## start

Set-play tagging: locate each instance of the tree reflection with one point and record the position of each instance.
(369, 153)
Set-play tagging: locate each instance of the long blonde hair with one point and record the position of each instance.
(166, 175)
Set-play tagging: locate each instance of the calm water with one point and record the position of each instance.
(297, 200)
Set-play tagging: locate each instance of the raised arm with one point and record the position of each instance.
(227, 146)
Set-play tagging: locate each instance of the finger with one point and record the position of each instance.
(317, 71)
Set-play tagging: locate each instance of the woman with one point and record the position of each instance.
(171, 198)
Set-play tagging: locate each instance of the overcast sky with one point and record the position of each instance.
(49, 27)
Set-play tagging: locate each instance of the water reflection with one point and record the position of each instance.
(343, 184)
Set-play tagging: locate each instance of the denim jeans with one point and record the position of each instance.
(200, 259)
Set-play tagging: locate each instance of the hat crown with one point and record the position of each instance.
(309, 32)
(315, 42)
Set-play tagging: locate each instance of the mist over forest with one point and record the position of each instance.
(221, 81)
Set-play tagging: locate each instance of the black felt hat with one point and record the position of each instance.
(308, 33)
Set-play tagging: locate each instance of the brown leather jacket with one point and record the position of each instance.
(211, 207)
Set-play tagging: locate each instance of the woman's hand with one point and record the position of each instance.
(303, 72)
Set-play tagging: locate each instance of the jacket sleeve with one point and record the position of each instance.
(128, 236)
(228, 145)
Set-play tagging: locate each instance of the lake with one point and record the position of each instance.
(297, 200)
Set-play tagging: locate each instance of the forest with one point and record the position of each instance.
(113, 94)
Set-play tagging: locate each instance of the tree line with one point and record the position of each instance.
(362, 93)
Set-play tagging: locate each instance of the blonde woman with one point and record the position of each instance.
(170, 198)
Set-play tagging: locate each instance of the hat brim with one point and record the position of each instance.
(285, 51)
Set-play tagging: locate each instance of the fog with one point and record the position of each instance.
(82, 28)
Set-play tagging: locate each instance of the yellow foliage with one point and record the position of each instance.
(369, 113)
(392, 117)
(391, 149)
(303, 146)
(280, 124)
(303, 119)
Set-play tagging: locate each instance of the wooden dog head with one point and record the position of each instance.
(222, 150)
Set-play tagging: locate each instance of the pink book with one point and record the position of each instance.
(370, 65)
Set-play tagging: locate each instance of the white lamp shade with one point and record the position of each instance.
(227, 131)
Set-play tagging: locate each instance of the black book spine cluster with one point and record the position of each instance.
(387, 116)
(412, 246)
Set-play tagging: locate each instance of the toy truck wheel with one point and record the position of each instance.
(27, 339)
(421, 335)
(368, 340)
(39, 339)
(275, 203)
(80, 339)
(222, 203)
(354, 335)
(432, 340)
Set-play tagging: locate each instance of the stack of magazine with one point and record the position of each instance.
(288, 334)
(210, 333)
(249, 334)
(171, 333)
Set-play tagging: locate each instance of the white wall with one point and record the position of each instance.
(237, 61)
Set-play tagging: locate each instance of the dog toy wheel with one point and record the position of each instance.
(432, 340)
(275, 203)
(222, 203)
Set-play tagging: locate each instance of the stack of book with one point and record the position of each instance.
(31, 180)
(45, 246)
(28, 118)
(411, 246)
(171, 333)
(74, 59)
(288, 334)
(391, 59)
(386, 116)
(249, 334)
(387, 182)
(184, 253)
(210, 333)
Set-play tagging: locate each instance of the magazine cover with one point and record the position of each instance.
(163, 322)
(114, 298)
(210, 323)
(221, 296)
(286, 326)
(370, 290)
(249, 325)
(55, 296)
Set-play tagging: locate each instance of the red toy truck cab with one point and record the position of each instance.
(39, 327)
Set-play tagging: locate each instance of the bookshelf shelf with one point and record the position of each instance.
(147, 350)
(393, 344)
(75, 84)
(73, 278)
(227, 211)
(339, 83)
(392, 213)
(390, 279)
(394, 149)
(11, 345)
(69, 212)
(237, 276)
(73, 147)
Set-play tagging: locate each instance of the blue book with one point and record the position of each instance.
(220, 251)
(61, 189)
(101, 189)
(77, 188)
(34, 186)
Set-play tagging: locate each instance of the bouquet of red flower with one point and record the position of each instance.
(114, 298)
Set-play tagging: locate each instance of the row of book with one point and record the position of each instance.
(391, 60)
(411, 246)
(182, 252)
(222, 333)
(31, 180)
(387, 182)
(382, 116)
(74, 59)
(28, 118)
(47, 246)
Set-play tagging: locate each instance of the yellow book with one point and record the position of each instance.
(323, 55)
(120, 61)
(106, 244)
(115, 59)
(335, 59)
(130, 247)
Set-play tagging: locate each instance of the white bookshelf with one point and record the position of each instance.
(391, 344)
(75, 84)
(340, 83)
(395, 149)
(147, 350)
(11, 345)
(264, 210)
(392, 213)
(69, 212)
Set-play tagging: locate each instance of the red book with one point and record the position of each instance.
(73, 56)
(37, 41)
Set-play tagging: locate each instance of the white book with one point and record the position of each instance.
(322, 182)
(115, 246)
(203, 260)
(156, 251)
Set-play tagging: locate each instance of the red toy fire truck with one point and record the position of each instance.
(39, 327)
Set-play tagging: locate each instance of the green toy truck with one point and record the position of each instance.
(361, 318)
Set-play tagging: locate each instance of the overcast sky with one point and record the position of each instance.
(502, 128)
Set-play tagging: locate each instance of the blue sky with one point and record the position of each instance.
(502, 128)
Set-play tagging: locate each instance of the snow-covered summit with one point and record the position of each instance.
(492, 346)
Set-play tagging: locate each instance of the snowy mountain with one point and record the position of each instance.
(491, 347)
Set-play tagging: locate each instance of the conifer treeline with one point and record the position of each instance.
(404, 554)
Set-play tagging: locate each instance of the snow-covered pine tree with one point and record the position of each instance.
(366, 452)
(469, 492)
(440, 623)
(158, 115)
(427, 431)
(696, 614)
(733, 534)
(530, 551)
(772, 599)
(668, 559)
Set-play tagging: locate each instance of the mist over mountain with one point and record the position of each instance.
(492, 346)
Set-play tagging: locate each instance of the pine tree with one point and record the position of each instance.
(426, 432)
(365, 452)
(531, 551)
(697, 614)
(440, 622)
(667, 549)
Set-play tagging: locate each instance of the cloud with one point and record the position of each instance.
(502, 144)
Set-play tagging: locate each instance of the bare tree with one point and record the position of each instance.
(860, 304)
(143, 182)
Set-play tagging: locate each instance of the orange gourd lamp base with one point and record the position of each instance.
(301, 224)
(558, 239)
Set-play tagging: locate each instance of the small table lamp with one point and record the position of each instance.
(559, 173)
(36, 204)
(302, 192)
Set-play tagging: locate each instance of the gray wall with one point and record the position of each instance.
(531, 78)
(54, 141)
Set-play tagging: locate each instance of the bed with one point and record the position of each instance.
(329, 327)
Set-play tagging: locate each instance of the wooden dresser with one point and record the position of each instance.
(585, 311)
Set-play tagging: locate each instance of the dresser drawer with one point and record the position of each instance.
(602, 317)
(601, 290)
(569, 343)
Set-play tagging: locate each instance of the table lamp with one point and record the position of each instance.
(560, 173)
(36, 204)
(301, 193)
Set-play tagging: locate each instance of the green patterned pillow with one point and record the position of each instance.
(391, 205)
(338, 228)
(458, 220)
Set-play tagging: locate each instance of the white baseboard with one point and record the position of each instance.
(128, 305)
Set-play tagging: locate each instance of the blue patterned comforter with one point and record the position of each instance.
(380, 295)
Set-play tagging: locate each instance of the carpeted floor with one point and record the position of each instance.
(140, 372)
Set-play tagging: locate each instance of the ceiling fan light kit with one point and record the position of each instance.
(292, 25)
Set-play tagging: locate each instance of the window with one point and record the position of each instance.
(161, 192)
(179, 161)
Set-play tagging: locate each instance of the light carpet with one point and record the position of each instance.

## end

| Given problem |
Please copy out each record, character for character.

| Exercise answer |
Set-play tagging: locate each instance of the tree reflection with one point and record the position of each instance.
(369, 153)
Set-play tagging: locate each instance of the long blonde hair with one point and record the position of each instance.
(166, 175)
Set-play tagging: locate each instance of the calm water with one point and record the position of each instance.
(297, 200)
Set-play tagging: locate each instance of the raised arm with one point and record the position of each instance.
(227, 146)
Set-play tagging: locate each instance of the finger with one point and record the position of each instance.
(317, 71)
Set-play tagging: locate each instance of the woman with one point and record the position of each instance.
(171, 198)
Set-play tagging: locate each instance of the overcast sky with one point and record the position of each instance.
(49, 27)
Set-play tagging: locate each instance of the water reflection with one point and record the position of each instance.
(343, 184)
Set-play tagging: locate each instance of the denim jeans with one point and record the position of each instance.
(200, 259)
Set-play tagging: locate each instance of the hat crown with one point and record the position of each instance.
(309, 32)
(315, 42)
Set-play tagging: locate each instance of the mist over forest with one point and record the position of each instance.
(221, 81)
Set-play tagging: locate each instance of the black felt hat with one point and record the position of each instance.
(308, 33)
Set-play tagging: locate each instance of the brown leather jacket with one point and record the position of each instance.
(211, 207)
Set-play tagging: locate each instance of the woman's hand with one point and record the position of each instance.
(303, 72)
Set-play tagging: locate each instance of the jacket sleeve with one point and record the position of each instance.
(128, 236)
(228, 145)
Set-play tagging: locate each instance of the lake with one point and record the position of each instance.
(297, 200)
Set-play tagging: locate each instance of the forest with one point and record the position of each instance.
(113, 94)
Set-play tagging: locate each instance of the tree line with one point and record the position of each instance.
(362, 93)
Set-play tagging: locate each instance of the blonde woman with one point and record the position of each instance.
(170, 198)
Set-play tagging: locate each instance of the hat brim with one point and record the position of each instance.
(285, 51)
Set-play tagging: locate each instance of the fog with one point and record the position of each instance.
(82, 28)
Set-play tagging: locate each instance of the yellow foliage with one point and record the position of each instance.
(369, 113)
(392, 117)
(391, 149)
(303, 146)
(280, 124)
(303, 119)
Set-play tagging: locate each instance of the wooden dog head with one point and record the position of each instance.
(222, 150)
Set-play tagging: locate each instance of the pink book with one point and record the position of each instance.
(370, 65)
Set-play tagging: locate each instance of the white lamp shade with one point and record the position of each instance.
(227, 131)
Set-play tagging: locate each instance of the black book spine cluster with one point and record the position of each instance.
(387, 116)
(412, 246)
Set-play tagging: locate each instance of the toy truck wheel with one point and record the position of each instance.
(27, 339)
(421, 335)
(368, 340)
(39, 339)
(275, 203)
(80, 339)
(222, 203)
(354, 335)
(432, 340)
Set-play tagging: locate each instance of the stack of magazine with one point and record the position of each instance.
(288, 334)
(210, 333)
(249, 334)
(171, 333)
Set-play tagging: locate each instance of the white wall with one point and record the position of each instance.
(237, 61)
Set-play tagging: locate each instance of the dog toy wheel with one point and record the position of each instance.
(432, 340)
(275, 203)
(222, 203)
Set-play tagging: locate each instance of the stack of book with one point and record the position of each instance.
(31, 180)
(45, 246)
(28, 118)
(411, 246)
(171, 333)
(74, 59)
(288, 334)
(391, 59)
(386, 116)
(249, 334)
(387, 182)
(184, 253)
(210, 333)
Set-play tagging: locate each instance of the magazine cover with one point and record the position of each instance.
(163, 322)
(114, 298)
(210, 323)
(221, 296)
(286, 326)
(370, 290)
(249, 325)
(55, 296)
Set-play tagging: locate each instance of the red toy truck cab with one point and record the position of each instance.
(39, 327)
Set-play tagging: locate each instance of the bookshelf shelf with one point and record the position of each instance.
(147, 350)
(393, 344)
(75, 84)
(73, 278)
(227, 211)
(339, 83)
(392, 213)
(390, 279)
(394, 149)
(11, 345)
(69, 212)
(237, 276)
(73, 147)
Set-play tagging: locate each instance of the blue book with one point and record the position of each instance.
(220, 251)
(61, 189)
(101, 189)
(77, 188)
(34, 186)
Set-play tagging: locate each instance of the bouquet of red flower with one point and record the position of each instance.
(114, 298)
Set-play tagging: locate each instance of the row of book with one point and record the position of each instance.
(391, 60)
(411, 246)
(182, 252)
(222, 333)
(31, 180)
(387, 182)
(382, 116)
(74, 59)
(28, 118)
(47, 246)
Set-play tagging: locate each instance of the yellow book with one point and record the position of each instance.
(323, 55)
(120, 61)
(106, 244)
(115, 59)
(335, 59)
(130, 247)
Set-play tagging: locate each instance of the white bookshelf with one point and record the position of each instance.
(391, 344)
(75, 84)
(340, 83)
(395, 149)
(147, 350)
(11, 345)
(264, 210)
(392, 213)
(69, 212)
Set-play tagging: locate each instance of the red book with one point and record the position of each instance.
(73, 56)
(37, 41)
Set-play tagging: locate each instance of the white book with one point and record the position of each instance.
(322, 182)
(115, 246)
(203, 260)
(156, 251)
Set-play tagging: locate each instance of the red toy fire truck with one point and record the position of each instance.
(39, 327)
Set-play tagging: locate each instance of the green toy truck with one point and record the position of each instance.
(361, 318)
Set-play tagging: locate each instance of the overcast sky with one point and record the position of each instance.
(502, 128)
Set-play tagging: locate each instance of the blue sky with one point and record the position of each instance.
(502, 128)
Set-play tagging: locate each instance of the snow-covered summit with one point and record the position of each instance.
(492, 346)
Set-play tagging: locate each instance of the snowy mountain with one point and record the position of each instance.
(491, 347)
Set-play tagging: locate each instance of the conifer treeline with one point and record the position of each instance.
(404, 554)
Set-play tagging: locate each instance of the snow-covered pine tree with one point and record the position of each instance.
(366, 452)
(469, 492)
(440, 623)
(158, 115)
(427, 431)
(696, 614)
(733, 534)
(530, 551)
(772, 599)
(668, 559)
Set-play tagging: locate each instance of the mist over mountain with one point and record the position of each instance.
(492, 346)
Set-play tagging: locate each instance of the pine tree with one point and record the position of each instance.
(426, 432)
(365, 452)
(531, 551)
(697, 614)
(440, 622)
(667, 549)
Set-play tagging: locate each instance of the cloud with one point and record the position of each instance.
(502, 144)
Set-play tagging: locate each instance of the bare tree with one point and record the position of each instance.
(860, 304)
(143, 182)
Set-play tagging: locate each instance of the orange gourd lamp base with one point and record the position of each instance.
(301, 224)
(558, 239)
Set-play tagging: locate each instance of the small table lamp with one point and record the position of each instance.
(559, 173)
(36, 204)
(302, 192)
Set-play tagging: locate each instance of the gray wall with one point and record the position of each instance.
(531, 78)
(54, 141)
Set-play tagging: locate each instance of the bed with one point and record the position of each instance.
(329, 327)
Set-play tagging: locate each instance of the wooden dresser with one point and record the position of each instance.
(585, 311)
Set-play tagging: locate each instance of the dresser drawer with one point and record the position of each instance.
(602, 317)
(601, 290)
(569, 343)
Set-play tagging: locate each instance of the table lamp with one point and record the position of each instance.
(560, 173)
(36, 204)
(301, 193)
Set-play tagging: locate each instance of the green patterned pillow with one point and record the position of each instance.
(391, 205)
(338, 228)
(458, 220)
Set-play tagging: locate each instance of the white baseboard with one point and record the position of each instance.
(128, 305)
Set-play tagging: locate each instance of the blue patterned comforter with one point and record the position of each instance.
(380, 295)
Set-play tagging: locate each instance of the carpeted floor with one point and record the position of each instance.
(140, 372)
Set-play tagging: locate each instance of the ceiling fan light kit with one point and record the position of each instance.
(292, 25)
Set-play tagging: locate each instance of the window with one point and record the position of each instance.
(161, 192)
(179, 161)
Set-play tagging: locate each instance of the light carpet with one point and record the position of each instance.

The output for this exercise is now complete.